▶ **Problem to work on**:
Copy the records word for word, starting at the very first line and ending with the line containing "264 162 L 264", including that line.
━━━━━━━━━━━━━━━━━━━━
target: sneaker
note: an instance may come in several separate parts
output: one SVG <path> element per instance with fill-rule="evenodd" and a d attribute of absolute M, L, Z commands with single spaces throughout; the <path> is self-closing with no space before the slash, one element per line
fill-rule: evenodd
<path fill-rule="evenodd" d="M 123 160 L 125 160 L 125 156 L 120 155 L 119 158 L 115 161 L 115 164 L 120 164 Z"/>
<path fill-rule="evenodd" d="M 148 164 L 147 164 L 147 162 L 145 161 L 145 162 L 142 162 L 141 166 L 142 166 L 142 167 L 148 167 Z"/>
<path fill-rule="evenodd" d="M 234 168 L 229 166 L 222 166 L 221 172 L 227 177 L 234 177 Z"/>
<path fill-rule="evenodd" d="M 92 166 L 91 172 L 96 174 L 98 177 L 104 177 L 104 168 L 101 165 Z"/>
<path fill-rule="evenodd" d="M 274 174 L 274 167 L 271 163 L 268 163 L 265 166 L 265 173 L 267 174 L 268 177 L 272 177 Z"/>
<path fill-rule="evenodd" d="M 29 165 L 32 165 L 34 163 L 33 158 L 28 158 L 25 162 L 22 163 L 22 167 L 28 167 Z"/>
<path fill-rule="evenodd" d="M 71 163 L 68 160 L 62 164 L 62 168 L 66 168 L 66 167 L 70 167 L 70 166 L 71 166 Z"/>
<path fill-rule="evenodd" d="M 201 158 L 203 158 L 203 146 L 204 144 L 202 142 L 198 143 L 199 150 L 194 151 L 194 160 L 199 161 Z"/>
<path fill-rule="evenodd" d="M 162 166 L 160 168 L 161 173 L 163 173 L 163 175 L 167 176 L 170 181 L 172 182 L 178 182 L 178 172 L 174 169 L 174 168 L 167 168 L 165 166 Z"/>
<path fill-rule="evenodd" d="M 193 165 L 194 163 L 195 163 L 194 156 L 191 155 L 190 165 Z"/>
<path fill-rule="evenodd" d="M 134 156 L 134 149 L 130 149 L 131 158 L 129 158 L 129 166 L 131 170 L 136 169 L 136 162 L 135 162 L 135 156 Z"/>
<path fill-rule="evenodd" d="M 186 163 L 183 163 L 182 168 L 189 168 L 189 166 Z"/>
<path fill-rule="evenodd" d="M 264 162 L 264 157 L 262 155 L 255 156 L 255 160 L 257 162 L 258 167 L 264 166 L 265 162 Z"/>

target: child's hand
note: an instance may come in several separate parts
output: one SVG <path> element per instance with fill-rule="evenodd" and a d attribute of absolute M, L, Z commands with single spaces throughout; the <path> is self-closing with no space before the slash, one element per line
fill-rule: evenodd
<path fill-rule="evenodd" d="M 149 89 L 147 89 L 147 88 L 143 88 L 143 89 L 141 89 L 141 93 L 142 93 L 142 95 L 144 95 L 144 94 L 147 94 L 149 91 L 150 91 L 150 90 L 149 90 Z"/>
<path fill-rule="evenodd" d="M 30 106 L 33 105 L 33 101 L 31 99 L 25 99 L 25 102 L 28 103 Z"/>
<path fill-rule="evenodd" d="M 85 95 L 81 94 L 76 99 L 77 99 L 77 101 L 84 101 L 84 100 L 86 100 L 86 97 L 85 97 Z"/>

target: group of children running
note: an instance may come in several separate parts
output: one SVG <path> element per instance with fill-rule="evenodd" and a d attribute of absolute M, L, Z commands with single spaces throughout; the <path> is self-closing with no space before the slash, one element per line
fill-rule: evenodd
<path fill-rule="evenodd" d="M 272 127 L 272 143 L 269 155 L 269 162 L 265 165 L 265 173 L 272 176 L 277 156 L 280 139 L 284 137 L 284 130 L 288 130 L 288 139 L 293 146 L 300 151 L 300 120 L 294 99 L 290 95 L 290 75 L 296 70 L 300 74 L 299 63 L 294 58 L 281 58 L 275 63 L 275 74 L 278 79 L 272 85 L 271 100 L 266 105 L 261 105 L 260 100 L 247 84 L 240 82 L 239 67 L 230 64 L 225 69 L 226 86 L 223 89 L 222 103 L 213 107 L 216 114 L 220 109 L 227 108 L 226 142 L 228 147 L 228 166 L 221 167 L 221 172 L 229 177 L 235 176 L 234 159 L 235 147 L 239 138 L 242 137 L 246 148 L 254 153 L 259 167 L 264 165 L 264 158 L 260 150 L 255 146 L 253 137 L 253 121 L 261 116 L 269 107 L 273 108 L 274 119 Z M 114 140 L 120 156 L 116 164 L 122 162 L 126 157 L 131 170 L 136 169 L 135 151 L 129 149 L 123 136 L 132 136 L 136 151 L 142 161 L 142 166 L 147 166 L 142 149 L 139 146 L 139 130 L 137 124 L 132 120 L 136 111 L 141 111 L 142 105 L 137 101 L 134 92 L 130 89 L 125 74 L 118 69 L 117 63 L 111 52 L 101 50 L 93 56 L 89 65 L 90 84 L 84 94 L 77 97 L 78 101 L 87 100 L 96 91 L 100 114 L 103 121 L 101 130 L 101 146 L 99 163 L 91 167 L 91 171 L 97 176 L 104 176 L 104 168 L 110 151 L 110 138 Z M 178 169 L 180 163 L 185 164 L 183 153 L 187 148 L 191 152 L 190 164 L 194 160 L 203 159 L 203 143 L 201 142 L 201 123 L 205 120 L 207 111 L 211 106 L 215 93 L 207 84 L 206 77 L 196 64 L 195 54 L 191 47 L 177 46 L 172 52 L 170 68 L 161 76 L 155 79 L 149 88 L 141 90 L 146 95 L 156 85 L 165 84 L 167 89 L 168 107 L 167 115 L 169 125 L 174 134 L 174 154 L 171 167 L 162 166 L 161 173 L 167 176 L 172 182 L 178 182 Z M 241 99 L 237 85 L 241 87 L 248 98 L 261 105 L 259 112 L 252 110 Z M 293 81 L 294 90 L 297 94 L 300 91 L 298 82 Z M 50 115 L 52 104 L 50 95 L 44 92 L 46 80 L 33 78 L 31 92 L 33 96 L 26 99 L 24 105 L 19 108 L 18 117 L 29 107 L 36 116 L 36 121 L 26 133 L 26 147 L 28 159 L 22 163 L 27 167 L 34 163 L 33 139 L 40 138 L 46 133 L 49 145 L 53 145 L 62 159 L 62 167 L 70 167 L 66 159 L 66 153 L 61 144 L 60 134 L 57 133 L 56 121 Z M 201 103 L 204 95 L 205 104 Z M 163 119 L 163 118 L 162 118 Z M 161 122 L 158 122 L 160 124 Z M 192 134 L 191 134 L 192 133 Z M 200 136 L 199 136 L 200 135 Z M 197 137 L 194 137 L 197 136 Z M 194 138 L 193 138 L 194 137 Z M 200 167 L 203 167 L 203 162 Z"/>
━━━━━━━━━━━━━━━━━━━━
▶ **Response**:
target: sneaker
note: an instance may come in several separate parts
output: one SVG <path> element per instance with fill-rule="evenodd" and a d attribute of absolute M, L, Z commands with single spaces throughout; the <path> is self-closing with no space before the slash, one element per line
fill-rule: evenodd
<path fill-rule="evenodd" d="M 123 160 L 125 160 L 125 156 L 120 155 L 119 158 L 115 161 L 115 164 L 120 164 Z"/>
<path fill-rule="evenodd" d="M 148 164 L 147 164 L 147 162 L 145 161 L 145 162 L 142 162 L 141 166 L 142 166 L 142 167 L 148 167 Z"/>
<path fill-rule="evenodd" d="M 234 168 L 229 166 L 222 166 L 221 172 L 227 177 L 234 177 Z"/>
<path fill-rule="evenodd" d="M 92 166 L 91 172 L 96 174 L 98 177 L 104 177 L 104 168 L 101 165 Z"/>
<path fill-rule="evenodd" d="M 274 174 L 274 167 L 271 163 L 268 163 L 265 166 L 265 173 L 267 174 L 268 177 L 272 177 Z"/>
<path fill-rule="evenodd" d="M 29 165 L 32 165 L 34 163 L 33 158 L 28 158 L 25 162 L 22 163 L 22 167 L 28 167 Z"/>
<path fill-rule="evenodd" d="M 71 163 L 68 160 L 62 164 L 62 168 L 66 168 L 66 167 L 70 167 L 70 166 L 71 166 Z"/>
<path fill-rule="evenodd" d="M 201 158 L 203 158 L 203 146 L 204 144 L 202 142 L 198 143 L 199 150 L 194 151 L 194 160 L 199 161 Z"/>
<path fill-rule="evenodd" d="M 162 166 L 160 168 L 161 173 L 163 173 L 163 175 L 167 176 L 170 181 L 172 182 L 178 182 L 178 172 L 174 169 L 174 168 L 167 168 L 165 166 Z"/>
<path fill-rule="evenodd" d="M 193 165 L 194 163 L 195 163 L 194 156 L 191 155 L 190 165 Z"/>
<path fill-rule="evenodd" d="M 134 156 L 134 149 L 130 149 L 131 158 L 129 158 L 129 166 L 131 170 L 136 169 L 136 162 L 135 162 L 135 156 Z"/>
<path fill-rule="evenodd" d="M 186 163 L 183 163 L 182 168 L 189 168 L 189 166 Z"/>
<path fill-rule="evenodd" d="M 264 162 L 264 157 L 262 155 L 255 156 L 255 160 L 257 162 L 258 167 L 264 166 L 265 162 Z"/>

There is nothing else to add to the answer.